## RECORDS TO USE
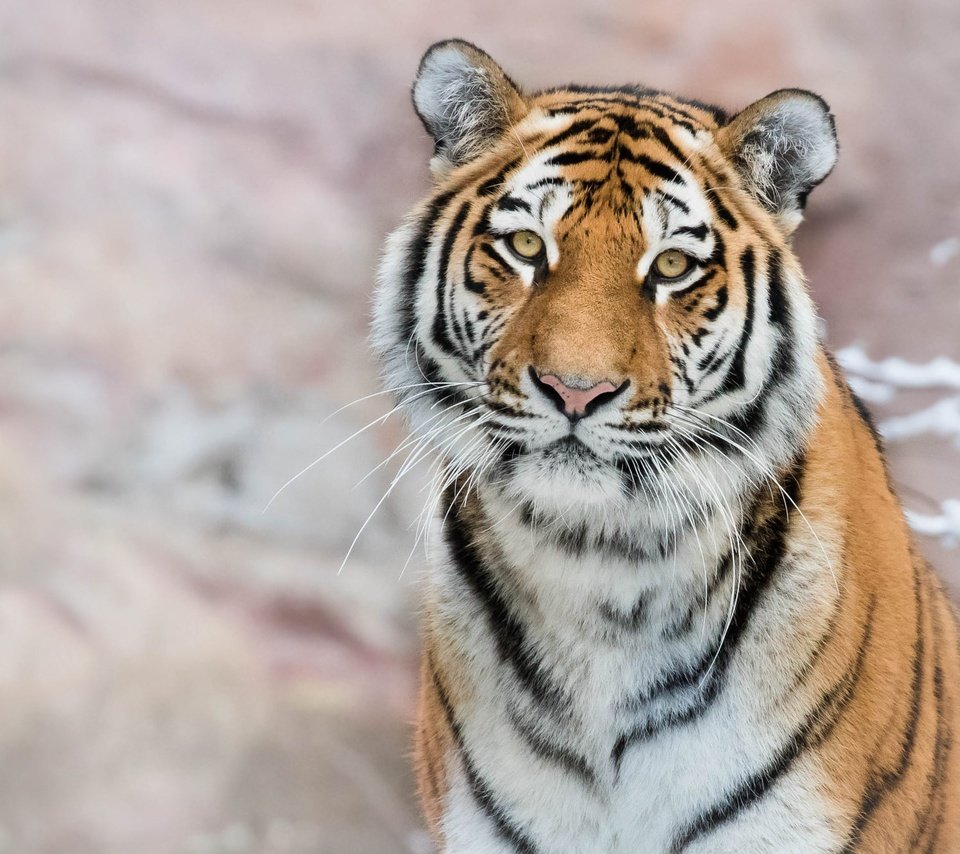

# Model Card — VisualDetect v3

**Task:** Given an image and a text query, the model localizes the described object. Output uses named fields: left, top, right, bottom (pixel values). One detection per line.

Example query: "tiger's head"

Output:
left=374, top=40, right=837, bottom=528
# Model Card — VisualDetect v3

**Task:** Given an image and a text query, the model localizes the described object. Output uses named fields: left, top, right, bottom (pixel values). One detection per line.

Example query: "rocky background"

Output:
left=0, top=0, right=960, bottom=854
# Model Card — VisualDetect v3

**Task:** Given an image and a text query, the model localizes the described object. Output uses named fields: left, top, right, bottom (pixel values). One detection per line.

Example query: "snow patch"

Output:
left=836, top=342, right=960, bottom=546
left=836, top=344, right=960, bottom=389
left=930, top=237, right=960, bottom=267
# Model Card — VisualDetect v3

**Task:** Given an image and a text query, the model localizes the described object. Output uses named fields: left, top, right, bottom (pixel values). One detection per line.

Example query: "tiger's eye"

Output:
left=510, top=231, right=543, bottom=259
left=653, top=249, right=690, bottom=279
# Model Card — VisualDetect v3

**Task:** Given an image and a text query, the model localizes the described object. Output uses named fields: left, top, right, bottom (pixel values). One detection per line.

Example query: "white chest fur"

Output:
left=431, top=484, right=837, bottom=854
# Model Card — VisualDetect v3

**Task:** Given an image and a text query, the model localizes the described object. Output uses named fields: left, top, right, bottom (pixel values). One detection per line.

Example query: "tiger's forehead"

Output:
left=529, top=86, right=727, bottom=136
left=493, top=98, right=717, bottom=241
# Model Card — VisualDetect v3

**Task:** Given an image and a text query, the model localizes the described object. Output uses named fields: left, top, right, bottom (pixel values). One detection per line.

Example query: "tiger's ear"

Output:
left=718, top=89, right=837, bottom=234
left=413, top=39, right=527, bottom=173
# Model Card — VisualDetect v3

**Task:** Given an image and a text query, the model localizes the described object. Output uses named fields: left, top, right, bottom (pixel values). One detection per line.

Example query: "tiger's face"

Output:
left=375, top=42, right=836, bottom=514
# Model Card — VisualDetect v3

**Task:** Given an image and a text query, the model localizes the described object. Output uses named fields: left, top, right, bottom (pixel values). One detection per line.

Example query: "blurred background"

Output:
left=0, top=0, right=960, bottom=854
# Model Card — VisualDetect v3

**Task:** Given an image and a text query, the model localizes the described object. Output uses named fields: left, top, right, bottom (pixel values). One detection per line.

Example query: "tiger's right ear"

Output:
left=413, top=39, right=527, bottom=174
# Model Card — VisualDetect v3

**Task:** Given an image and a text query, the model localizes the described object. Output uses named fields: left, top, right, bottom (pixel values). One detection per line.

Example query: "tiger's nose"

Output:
left=530, top=368, right=630, bottom=421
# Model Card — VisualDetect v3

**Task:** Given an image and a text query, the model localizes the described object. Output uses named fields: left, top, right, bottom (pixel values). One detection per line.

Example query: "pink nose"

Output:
left=537, top=374, right=617, bottom=418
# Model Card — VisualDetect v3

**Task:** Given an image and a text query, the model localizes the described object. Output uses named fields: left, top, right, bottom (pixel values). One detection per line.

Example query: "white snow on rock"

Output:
left=836, top=344, right=960, bottom=389
left=836, top=342, right=960, bottom=546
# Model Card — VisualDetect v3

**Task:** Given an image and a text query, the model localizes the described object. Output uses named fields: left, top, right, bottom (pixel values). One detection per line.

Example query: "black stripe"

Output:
left=843, top=565, right=926, bottom=854
left=600, top=596, right=649, bottom=631
left=510, top=713, right=597, bottom=786
left=540, top=118, right=597, bottom=149
left=705, top=193, right=738, bottom=230
left=703, top=285, right=727, bottom=322
left=657, top=187, right=690, bottom=213
left=463, top=243, right=486, bottom=296
left=477, top=157, right=521, bottom=196
left=543, top=149, right=603, bottom=166
left=444, top=494, right=570, bottom=708
left=719, top=246, right=756, bottom=394
left=606, top=113, right=650, bottom=140
left=767, top=249, right=792, bottom=334
left=620, top=145, right=684, bottom=184
left=433, top=201, right=470, bottom=355
left=670, top=601, right=876, bottom=854
left=669, top=222, right=710, bottom=240
left=651, top=125, right=687, bottom=163
left=660, top=552, right=733, bottom=640
left=497, top=195, right=533, bottom=213
left=669, top=267, right=717, bottom=306
left=430, top=661, right=536, bottom=854
left=400, top=190, right=458, bottom=340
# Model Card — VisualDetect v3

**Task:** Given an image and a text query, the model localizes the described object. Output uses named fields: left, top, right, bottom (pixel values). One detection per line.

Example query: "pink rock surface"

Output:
left=0, top=0, right=960, bottom=854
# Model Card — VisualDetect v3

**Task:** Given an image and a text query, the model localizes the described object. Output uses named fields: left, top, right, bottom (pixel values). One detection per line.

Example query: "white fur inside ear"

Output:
left=737, top=94, right=837, bottom=219
left=413, top=44, right=509, bottom=168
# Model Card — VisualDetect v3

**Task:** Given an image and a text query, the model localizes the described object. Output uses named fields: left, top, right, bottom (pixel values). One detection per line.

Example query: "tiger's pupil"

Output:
left=510, top=231, right=543, bottom=258
left=653, top=249, right=690, bottom=279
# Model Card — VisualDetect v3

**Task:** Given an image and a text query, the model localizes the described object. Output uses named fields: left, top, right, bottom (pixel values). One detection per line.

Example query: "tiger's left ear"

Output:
left=413, top=39, right=527, bottom=174
left=717, top=89, right=837, bottom=234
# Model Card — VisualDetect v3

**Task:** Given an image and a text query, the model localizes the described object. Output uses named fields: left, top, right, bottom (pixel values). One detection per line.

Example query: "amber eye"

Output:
left=653, top=249, right=690, bottom=279
left=508, top=231, right=543, bottom=261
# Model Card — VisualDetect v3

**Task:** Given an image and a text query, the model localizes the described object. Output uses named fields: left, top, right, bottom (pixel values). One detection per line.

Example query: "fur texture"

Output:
left=374, top=42, right=960, bottom=854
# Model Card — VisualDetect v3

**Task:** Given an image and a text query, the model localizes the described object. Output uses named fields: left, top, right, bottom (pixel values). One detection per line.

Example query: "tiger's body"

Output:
left=375, top=42, right=960, bottom=854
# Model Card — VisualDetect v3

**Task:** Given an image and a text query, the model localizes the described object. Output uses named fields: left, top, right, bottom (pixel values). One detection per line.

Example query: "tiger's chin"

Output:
left=503, top=437, right=625, bottom=516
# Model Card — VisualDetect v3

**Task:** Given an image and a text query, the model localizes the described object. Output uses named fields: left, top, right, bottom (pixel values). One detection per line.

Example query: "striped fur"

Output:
left=374, top=42, right=960, bottom=854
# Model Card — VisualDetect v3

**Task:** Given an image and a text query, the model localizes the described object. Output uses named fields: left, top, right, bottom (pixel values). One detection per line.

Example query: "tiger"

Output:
left=372, top=39, right=960, bottom=854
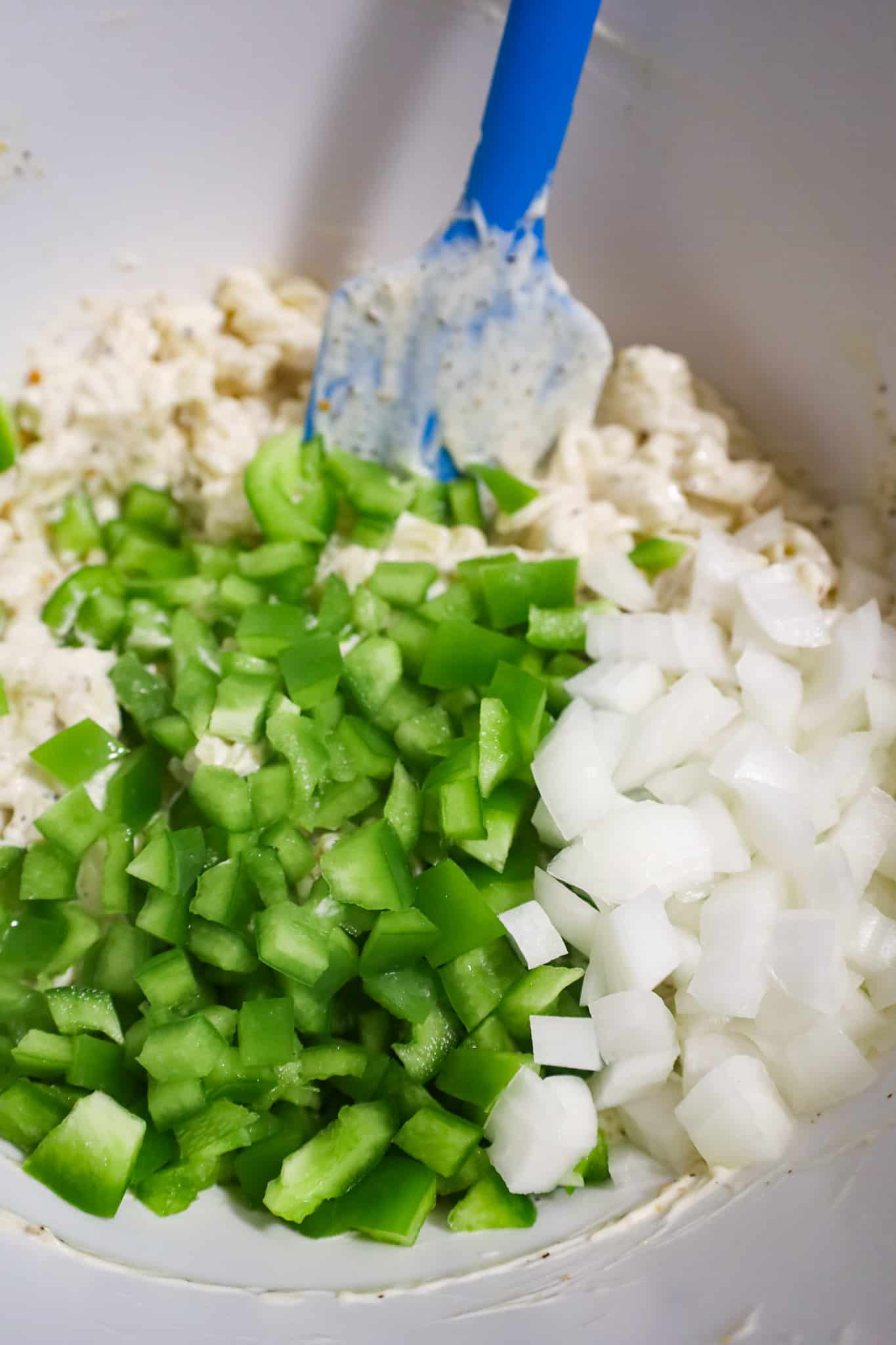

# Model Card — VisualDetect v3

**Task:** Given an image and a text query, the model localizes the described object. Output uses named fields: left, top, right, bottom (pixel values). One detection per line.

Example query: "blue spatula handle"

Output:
left=461, top=0, right=601, bottom=230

## REQUIREMENT
Copy the records from their very beginning down through the line containing "left=413, top=39, right=527, bottom=173", keeping that line as well. Leave the pictures out.

## TASK ANSWER
# Model Card — VisualDetect v3

**Task:** Given an image and a text query, the model localizes the described object. Output uses named fields: left, top, right, bottom (pixel values). One detection per line.

Example query: "tiger's head"

Output:
left=374, top=40, right=837, bottom=528
# Model Card — VisualDetect v3

**Task:** Given an image and a text query, the model localizes the described object. Output uses named fields: left, top, right, bottom (pixel values). One detection per line.

Example query: "rocky background"

Output:
left=0, top=0, right=960, bottom=854
# Model Card — VisualDetect v3

**Task:** Given an image and a text query, the model localizes the described object. Output uses named fields: left, top, right, bottom (pixel values). One detection per line.

Example query: "snow patch"

Output:
left=836, top=342, right=960, bottom=546
left=836, top=344, right=960, bottom=389
left=930, top=237, right=960, bottom=267
# Model Card — VisualDetect v3

**Task:** Given an image and a text query, the model localizes the described object. Output uses named fields: left, top, right, bottom (pixel values). One detection per line.

Example query: "tiger's eye"

Output:
left=510, top=231, right=543, bottom=259
left=653, top=249, right=690, bottom=279
# Model Card — VisualDetect v3

**Task:** Given an image and a text query, the model localizes the described object. Output uses named fields: left, top, right, bottom (pixel values). One detection per line.

Example query: "white chest fur"

Output:
left=431, top=484, right=837, bottom=854
# Model Card — VisualDetect v3

**Task:** Given an image and a text query, the model localizes the described object. Output uses named fields: left, top, right, bottom (pixel values). One detection per line.

Example query: "tiger's forehead"

Output:
left=529, top=86, right=727, bottom=136
left=493, top=98, right=717, bottom=241
# Model Card — VisualDetect v3

**Task:** Given an image and a text query, the model localizes the described object. Output uses named fields: left, top, right, bottom (pixel values). One detection per line.

Example query: "tiger's ear"

Output:
left=718, top=89, right=837, bottom=234
left=413, top=39, right=527, bottom=173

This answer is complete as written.